* [Required work]:
Print every line of the records below exactly as it reads.

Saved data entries
**********
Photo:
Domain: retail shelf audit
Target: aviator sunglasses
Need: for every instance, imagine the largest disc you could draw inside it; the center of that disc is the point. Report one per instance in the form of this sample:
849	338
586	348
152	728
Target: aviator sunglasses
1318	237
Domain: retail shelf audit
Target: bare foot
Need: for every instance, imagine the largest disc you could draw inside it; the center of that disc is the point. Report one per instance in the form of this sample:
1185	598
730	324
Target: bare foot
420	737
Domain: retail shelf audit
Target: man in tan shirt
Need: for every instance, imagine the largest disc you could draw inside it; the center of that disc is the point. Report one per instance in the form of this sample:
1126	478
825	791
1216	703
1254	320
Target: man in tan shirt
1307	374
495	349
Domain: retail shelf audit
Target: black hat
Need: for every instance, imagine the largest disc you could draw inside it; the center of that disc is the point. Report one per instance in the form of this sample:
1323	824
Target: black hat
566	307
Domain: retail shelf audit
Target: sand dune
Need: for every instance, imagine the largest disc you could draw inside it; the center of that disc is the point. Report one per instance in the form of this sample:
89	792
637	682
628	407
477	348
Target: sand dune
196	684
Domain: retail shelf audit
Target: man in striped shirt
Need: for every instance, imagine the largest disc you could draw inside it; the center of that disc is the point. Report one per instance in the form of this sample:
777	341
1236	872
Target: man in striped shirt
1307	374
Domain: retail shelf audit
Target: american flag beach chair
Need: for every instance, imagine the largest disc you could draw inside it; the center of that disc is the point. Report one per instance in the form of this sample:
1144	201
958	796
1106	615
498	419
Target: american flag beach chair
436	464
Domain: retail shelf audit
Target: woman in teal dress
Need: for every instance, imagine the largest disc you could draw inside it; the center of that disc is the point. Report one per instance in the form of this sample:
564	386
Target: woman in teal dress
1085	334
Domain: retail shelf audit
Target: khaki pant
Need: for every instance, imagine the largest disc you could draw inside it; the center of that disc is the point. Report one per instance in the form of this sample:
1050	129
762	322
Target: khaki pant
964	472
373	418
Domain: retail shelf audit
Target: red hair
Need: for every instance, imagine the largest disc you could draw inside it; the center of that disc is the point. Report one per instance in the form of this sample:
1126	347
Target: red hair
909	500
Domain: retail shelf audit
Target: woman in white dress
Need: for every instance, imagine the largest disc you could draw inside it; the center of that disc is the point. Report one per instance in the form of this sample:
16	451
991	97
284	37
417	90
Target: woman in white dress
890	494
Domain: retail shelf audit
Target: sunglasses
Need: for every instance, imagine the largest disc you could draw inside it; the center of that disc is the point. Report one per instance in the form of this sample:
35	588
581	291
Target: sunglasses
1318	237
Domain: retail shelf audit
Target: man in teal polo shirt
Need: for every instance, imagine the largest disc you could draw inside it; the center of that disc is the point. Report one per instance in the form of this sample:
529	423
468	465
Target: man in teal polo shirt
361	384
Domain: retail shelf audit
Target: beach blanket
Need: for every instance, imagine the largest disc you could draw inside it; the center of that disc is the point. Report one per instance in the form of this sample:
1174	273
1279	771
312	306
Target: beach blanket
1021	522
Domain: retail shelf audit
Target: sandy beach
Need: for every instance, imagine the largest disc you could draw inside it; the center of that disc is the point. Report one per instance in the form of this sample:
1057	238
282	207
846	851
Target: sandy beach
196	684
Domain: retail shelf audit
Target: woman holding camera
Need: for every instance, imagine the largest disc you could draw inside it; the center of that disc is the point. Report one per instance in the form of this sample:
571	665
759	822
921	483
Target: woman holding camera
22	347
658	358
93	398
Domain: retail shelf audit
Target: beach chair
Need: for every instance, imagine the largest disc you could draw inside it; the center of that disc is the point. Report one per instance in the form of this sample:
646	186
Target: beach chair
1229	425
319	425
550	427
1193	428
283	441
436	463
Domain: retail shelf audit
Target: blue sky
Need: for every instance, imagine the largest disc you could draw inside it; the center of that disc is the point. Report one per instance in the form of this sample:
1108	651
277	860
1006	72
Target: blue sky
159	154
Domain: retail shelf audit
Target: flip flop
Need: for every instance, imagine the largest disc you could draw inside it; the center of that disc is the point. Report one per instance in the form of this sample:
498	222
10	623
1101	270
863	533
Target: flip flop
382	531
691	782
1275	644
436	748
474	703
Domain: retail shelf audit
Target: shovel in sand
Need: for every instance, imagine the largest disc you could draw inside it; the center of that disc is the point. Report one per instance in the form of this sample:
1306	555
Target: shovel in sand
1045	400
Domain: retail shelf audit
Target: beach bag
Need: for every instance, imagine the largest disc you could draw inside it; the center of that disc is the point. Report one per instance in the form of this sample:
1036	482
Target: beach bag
**********
* [Task result]:
Photo:
Domain: retail shelf audit
Target: aviator sunglasses
Need: for every instance, imagine the largest disc you could draw inside it; the center of that disc is the point. Report one per instance in the form of this sample:
849	338
586	348
152	728
Target: aviator sunglasses
1318	237
Domain: retail shelf audit
Target: bare foot
Need: for every instance, imagine the largest disc you could draw inside it; the center of that disc is the point. Report one per instance in the form of this sample:
1185	598
730	324
Target: bare foot
420	737
Domain: retail shelf audit
Target: man in tan shirt
Need: for every instance, imagine the largest disc you could draw inside it; the center of that disc is the point. Report one per instance in the form of this sample:
1126	478
825	791
1216	703
1254	320
Target: man in tan shirt
1307	374
495	349
Domain: retail shelf audit
Target: black hat
Need: for every instance, imagine the largest disc you could draw inside it; the center of that disc is the point. Report one per instance in the form of this sample:
1323	824
Target: black hat
566	307
Domain: retail shelf audit
Target: sand dune
Need: for every instance, imagine the largest disc you could draw inside it; the center of that disc is the point. Report one per instance in the form of this sample:
89	792
637	682
628	407
477	348
Target: sand dune
196	684
Domain: retail shelf audit
Target: man in striped shirt
Need: for every instance, imagine the largest disc you could draw inside it; the center of that disc is the point. Report one per instance in the form of this sample:
777	341
1236	872
Target: man in striped shirt
1307	374
Domain: retail shelf audit
Target: american flag beach chair
Need: for every instance, imagine the largest disc you could draw inside it; the center of that disc is the point. Report one per instance in the form of this sample:
1144	201
958	796
1106	615
498	419
Target: american flag beach chair
436	464
Domain: retail shelf audit
Target: woman in teal dress
Need: for every instance, imagine the largest disc you could draw inside it; the center of that disc is the point. Report one per instance in the form of this sample:
564	386
Target: woman in teal dress
1085	334
Domain: retail shelf audit
Target: khaki pant
Need: for every instance, imagine the largest disc you could draw inside it; the center of that disc is the point. Report one per instance in the form of this sample:
1050	129
762	322
Target: khaki pant
964	472
373	418
Domain: retail shelf audit
Target: red hair
Need: for every instance, imagine the largest disc you could draw inside it; the center of that disc is the point. Report one per instance in the form of this sample:
1126	347
Target: red hair
909	500
Domain: retail shelf audit
Target: woman in white dress
Need: for every instance, imagine the largest disc you could draw inside it; the center of that disc is the point. Report one per instance in the form of this sample:
16	451
991	97
284	37
417	90
Target: woman in white dress
890	494
Domain: retail shelf audit
Target: sunglasses
Need: for every instance, imagine the largest disc you could draw inside it; the center of that disc is the point. Report one per instance in the form of this sample:
35	588
581	291
Target: sunglasses
1318	237
Domain: retail shelf audit
Target: man in teal polo shirt
Need: for every instance, imagine the largest disc you could draw inside it; the center of that disc is the point. Report one per instance in the form of this sample:
529	423
468	465
Target: man in teal polo shirt
361	384
Domain: retail shelf audit
Target: beach blanket
Need: for every instance, imagine the largest disc you could draw inside it; the center of that disc is the point. Report one per instance in the form of this sample:
1174	273
1279	771
312	306
Target: beach blanket
1021	522
Domain: retail shelf audit
Target: sandy beach
Need: for every instance, imagine the largest disc you could draw inside it; the center of that disc is the point. Report one per instance in the form of this sample:
1057	238
282	207
846	851
Target: sandy beach
196	684
Domain: retail shelf audit
Target: woman holding camera
Need: for every instance, imagine the largest disc you could draw inside it; the center of that disc is the point. Report one per instance in the form of this sample:
571	665
759	822
921	483
Target: woman holding camera
22	347
658	358
93	398
Domain: retail shelf audit
Target: beach chair
Need: for every instance, imagine the largest disc you could draw inside it; the center of that disc is the point. Report one per instance in the form of this sample:
646	186
Target: beach chair
1229	425
319	425
550	427
1193	428
283	441
436	463
Domain: retail shelf audit
Target: blue sky
Need: for every instance, imagine the largest disc you could draw inside it; the center of that disc is the point. Report one per instance in the form of this sample:
1108	651
277	860
1006	72
Target: blue sky
159	154
Domain: retail shelf audit
Target: flip flop
Need: for every instance, imagine the largest disc you could draw inside it; the center of that disc is the point. Report one per instance in the form of this sample:
498	222
10	623
1101	270
863	533
Target: flip flop
382	531
691	782
1275	644
436	748
474	703
Domain: retail shelf audit
Target: shovel in sand
Need: for every instance, imagine the largest disc you could draw inside it; the center of that disc is the point. Report one per instance in the form of this sample:
1306	555
Target: shovel in sand
1045	400
Domain: retail shelf audit
Target: beach bag
Need: for every instance, imagine the largest disc you could draw inside it; the center of that disc is the point. Report one per instance in the form of this sample:
1036	482
Target: beach bag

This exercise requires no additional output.